**Problem to solve:** Copy the data exactly; pictures stay out of the copy.

═══ Available data

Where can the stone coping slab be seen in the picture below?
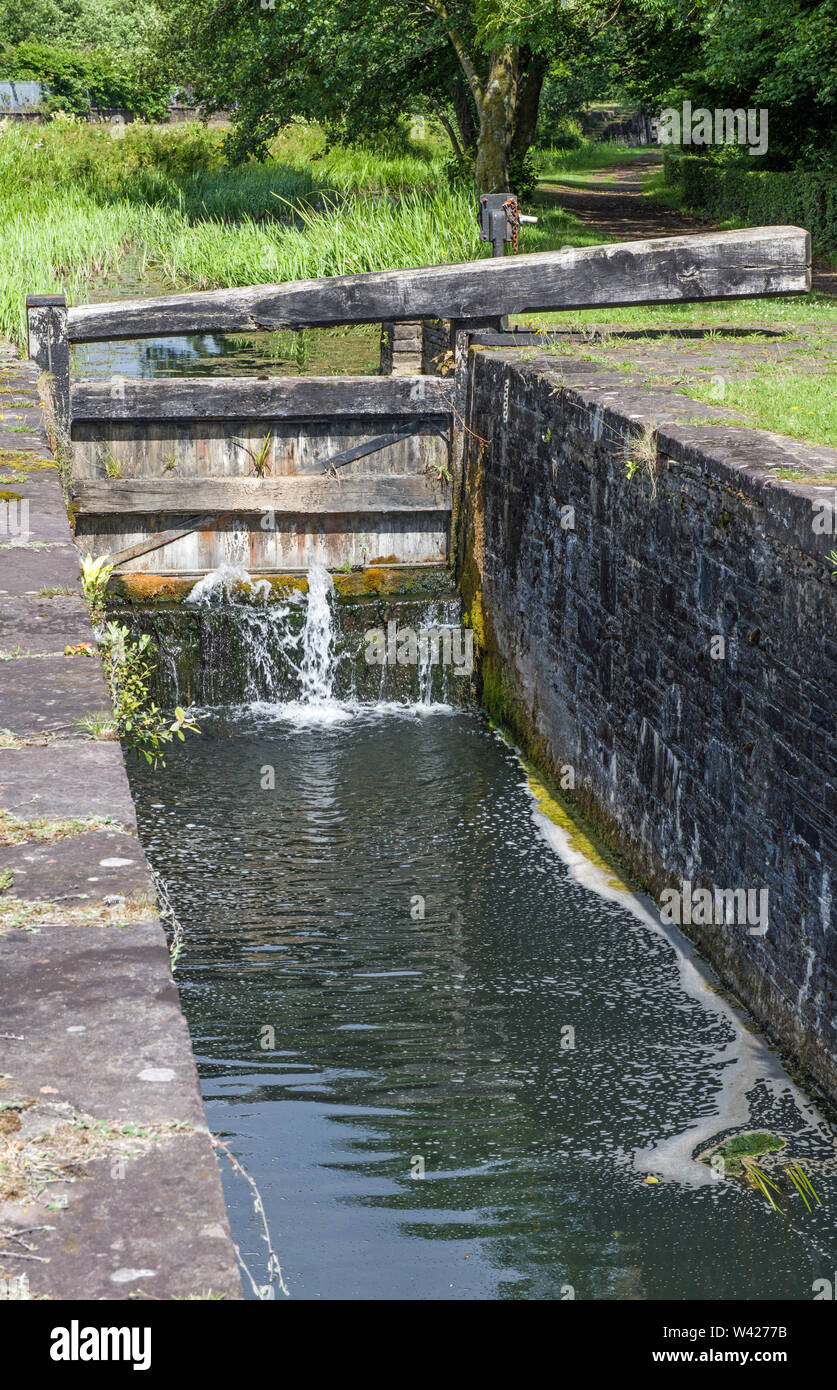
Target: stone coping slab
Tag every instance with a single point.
(66, 780)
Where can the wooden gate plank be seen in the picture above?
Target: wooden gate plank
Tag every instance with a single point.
(238, 398)
(762, 260)
(253, 496)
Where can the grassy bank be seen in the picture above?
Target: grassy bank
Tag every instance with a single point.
(75, 202)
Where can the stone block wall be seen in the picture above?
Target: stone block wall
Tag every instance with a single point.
(655, 610)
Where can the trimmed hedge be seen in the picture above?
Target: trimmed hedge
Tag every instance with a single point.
(758, 198)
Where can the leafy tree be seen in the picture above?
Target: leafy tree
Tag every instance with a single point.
(358, 66)
(86, 52)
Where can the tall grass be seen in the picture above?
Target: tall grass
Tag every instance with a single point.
(74, 202)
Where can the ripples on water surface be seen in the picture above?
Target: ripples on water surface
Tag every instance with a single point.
(398, 1037)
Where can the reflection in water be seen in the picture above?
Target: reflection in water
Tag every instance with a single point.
(312, 352)
(417, 948)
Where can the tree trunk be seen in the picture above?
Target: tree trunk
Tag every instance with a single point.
(497, 118)
(533, 70)
(463, 110)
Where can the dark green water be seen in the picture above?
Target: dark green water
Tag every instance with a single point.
(398, 1036)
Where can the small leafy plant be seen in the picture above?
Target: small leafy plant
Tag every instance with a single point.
(96, 571)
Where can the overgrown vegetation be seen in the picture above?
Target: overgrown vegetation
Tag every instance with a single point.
(737, 192)
(128, 666)
(74, 202)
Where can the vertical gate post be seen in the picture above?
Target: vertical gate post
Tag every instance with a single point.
(49, 346)
(460, 334)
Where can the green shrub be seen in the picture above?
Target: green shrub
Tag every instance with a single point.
(758, 198)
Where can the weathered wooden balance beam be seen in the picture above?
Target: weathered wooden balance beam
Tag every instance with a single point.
(392, 438)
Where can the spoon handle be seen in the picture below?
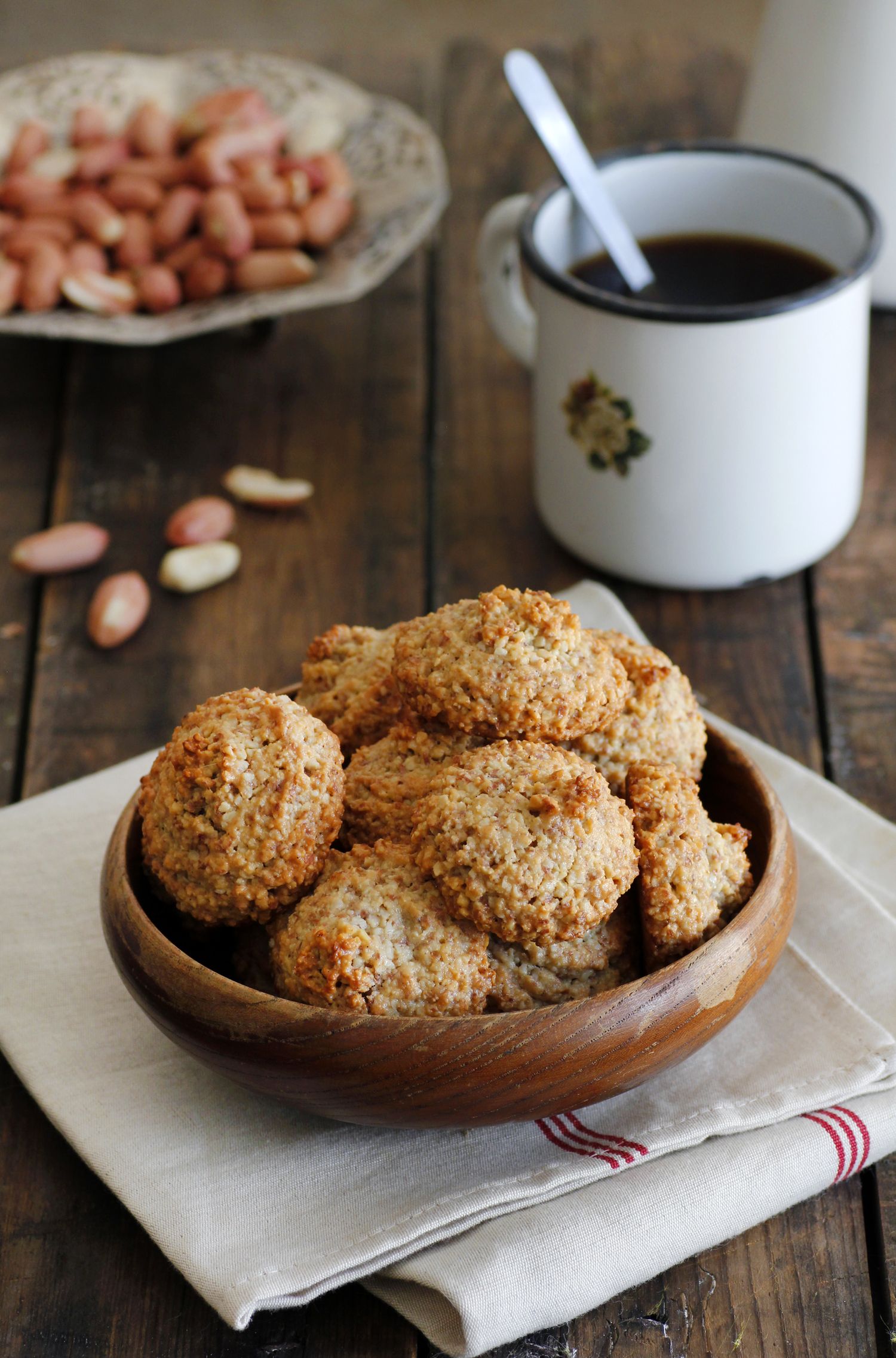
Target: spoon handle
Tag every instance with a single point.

══════

**Completed exercise:**
Where can the stone coping slab be seen in the picture below?
Target: stone coping slab
Tag every instance with a single point.
(66, 780)
Where can the wooden gate plank be seen in the picture above?
Target: wooden gate plank
Tag every instance with a single point.
(238, 398)
(762, 260)
(253, 496)
Where can the grassy bank be seen in the picture above?
Target: grassy bank
Tag every instance with a single point.
(75, 202)
Where can the stone block wall be seen in the picture above?
Target: stone block wall
Tag every instance with a single point.
(655, 610)
Where can the trimmed hedge be seen in the picture above?
Target: trimmed hedge
Tag every instance with a single point.
(758, 198)
Where can the leafy tree be seen in the picture above?
Target: leafy tree
Tag every instance with a single point.
(358, 66)
(86, 52)
Where can the tall grass be seen in the picture above?
Target: tall grass
Tag every instance with a single point.
(74, 202)
Where can the ripples on water surface be seen in the picture above?
Target: ripples on water surface
Tag every instance with a single point.
(398, 1037)
Where can the reflection in water be seen in the picture above?
Target: reflection in water
Tag every instance with a single point.
(312, 352)
(417, 948)
Where can the tree trunk be seen in the picture above?
Target: tree trunk
Tag every instance with a single point.
(497, 118)
(533, 70)
(463, 110)
Where can the dark green water be seen in the picture above?
Target: dark green water
Tag every instance with a single point.
(398, 1036)
Where can the small leafy plant be seen in the picture above?
Target: small leafy plant
Tag every instance with a single point.
(96, 571)
Where can the overgrown vegetation be seen in the picture above?
Target: overgrown vegetation
Tag every instance with a single point.
(737, 192)
(128, 666)
(74, 202)
Where can the vertical gate post be seen in the picture above?
Target: vertical gate post
Tag every instance with a single point.
(49, 346)
(460, 334)
Where can the green shrub be seen in the picture above?
Target: green shrub
Tag every instance with a single point.
(758, 198)
Where can the weathered wooden balance beam be seen in the picture above?
Target: weathered wooden balance beam
Tag every instance with a single point.
(392, 438)
Where can the spoon handle be seen in the picture below?
Target: spoon handle
Tag every instance with a single point.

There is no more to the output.